## Selected text
-- Opening Marker --

Fugitive from Indiana dead in southeast Oregon
By Steven Dubois
Topics: From the Wires, News
PORTLAND, Ore. (AP) — Fingerprint comparison has confirmed that a 62-year-old man who died from a gunshot wound after a confrontation with officers in southeast Oregon was a fugitive who disappeared from Indiana 12 years ago.
Oregon State Police Lt. Gregg Hastings identified the man on Friday as Phillip Ferguson. An autopsy conducted by Oregon state Medical Examiner Dr. Karen Gunson found the cause of death was a single gunshot wound to the head from a small-caliber weapon.
Ferguson was a stockbroker and financial consultant accused of bilking investors out of $30 million. He vanished in 2000 while his Indiana investment business was under a federal investigation. Grant County prosecutors later charged him with 90 counts of security violations.
Ferguson’s case has been featured on “America’s Most Wanted.”
Hastings said earlier that initial evidence indicated it was unlikely that shots fired by the Harney County sheriff and a sergeant hit the man Wednesday as he fled in a pickup. Late Friday, Hastings said the county district attorney’s office had not authorized him to discuss the manner of death.
Neighbors in the remote area near Burns, Ore., knew the man as an alfalfa farmer named Vernon Cox. Authorities said Roy Vernon Cox was an alias Ferguson used.
According to Hastings, an FBI special agent and two local officers were tipped about a fugitive and drove to the man’s home. As the three drove up a dirt road, they spotted the man’s pickup driving along a parallel dirt road separated by a fence.
The vehicles stopped on opposite sides of the fence, and the man briefly spoke with the authorities before fleeing. Sheriff David Glerup and Sgt. Brian Needham fired at the pickup. The man’s body was found in the pickup about a quarter-mile away. A rifle was next to him.
Ferguson “basically sold investments that didn’t exist,” said Brad Skolnik, who was the Indiana securities commissioner back in 2000. “He printed up bogus account statements and other documents that allowed him to cover up the scheme.”
Skolnik said Thursday that most of the alleged victims were elderly people who thought they were putting their money in safe investments.
Oregon neighbor Bec Stoddart, 86, said the man she knew as Cox told her that his wife had died and he moved to the Burns area because he wanted to try his hand at alfalfa farming.
Stoddart said Cox was a busy man, so she didn’t have a lot of interaction with him. She remembered a time when he plowed her road after a big snowstorm, allowing her to get in and out.
“He didn’t want any thanks for doing it; he just did it,” she said. “He’s been a good neighbor. He even took care of my dog when he ran away.”
The Oregonian reported that he lived in a single-wide mobile home on roughly 160 acres he bought in 2004 for $105,000, sharing the home with ranch hand Kenny Bush and Bush’s girlfriend.
Bush said his employer cleared the land of sagebrush, planted alfalfa and installed a wheel-line irrigation system, working long days to bring in a crop.
He said little about his past, didn’t like doctors and didn’t like banks, Bush said.

-- Closing Marker --

## Data provided
-- Opening Marker --

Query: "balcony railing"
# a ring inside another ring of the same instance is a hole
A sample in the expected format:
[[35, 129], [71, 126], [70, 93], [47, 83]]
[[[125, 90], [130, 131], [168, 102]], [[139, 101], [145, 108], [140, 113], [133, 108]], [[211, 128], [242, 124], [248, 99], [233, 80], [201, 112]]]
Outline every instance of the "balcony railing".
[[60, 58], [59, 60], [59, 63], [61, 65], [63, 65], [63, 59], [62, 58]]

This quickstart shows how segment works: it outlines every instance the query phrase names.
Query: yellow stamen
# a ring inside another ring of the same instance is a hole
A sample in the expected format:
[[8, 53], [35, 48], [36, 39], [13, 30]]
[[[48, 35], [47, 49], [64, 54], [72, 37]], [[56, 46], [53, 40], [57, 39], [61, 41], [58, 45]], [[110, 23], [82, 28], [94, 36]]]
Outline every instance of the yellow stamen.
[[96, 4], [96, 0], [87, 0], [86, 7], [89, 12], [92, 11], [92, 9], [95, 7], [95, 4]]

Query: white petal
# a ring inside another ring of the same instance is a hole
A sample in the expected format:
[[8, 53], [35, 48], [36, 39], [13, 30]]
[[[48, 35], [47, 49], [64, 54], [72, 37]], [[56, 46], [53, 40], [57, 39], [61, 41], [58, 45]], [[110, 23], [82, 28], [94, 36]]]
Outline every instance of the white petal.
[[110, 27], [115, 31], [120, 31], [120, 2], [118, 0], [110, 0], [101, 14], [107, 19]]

-- Closing Marker --

## Brief 1
Translate this sentence from the article about the Indiana fugitive into Spanish: "Stoddart said Cox was a busy man, so she didn’t have a lot of interaction with him."
## Brief 2
In the article about the Indiana fugitive, what alias did Ferguson use?
The rows play no part in the tasks.

## Written answer 1
Stoddart dijo que Cox era un hombre ocupado, así que no tuvo mucho trato con él.

## Written answer 2
Roy Vernon Cox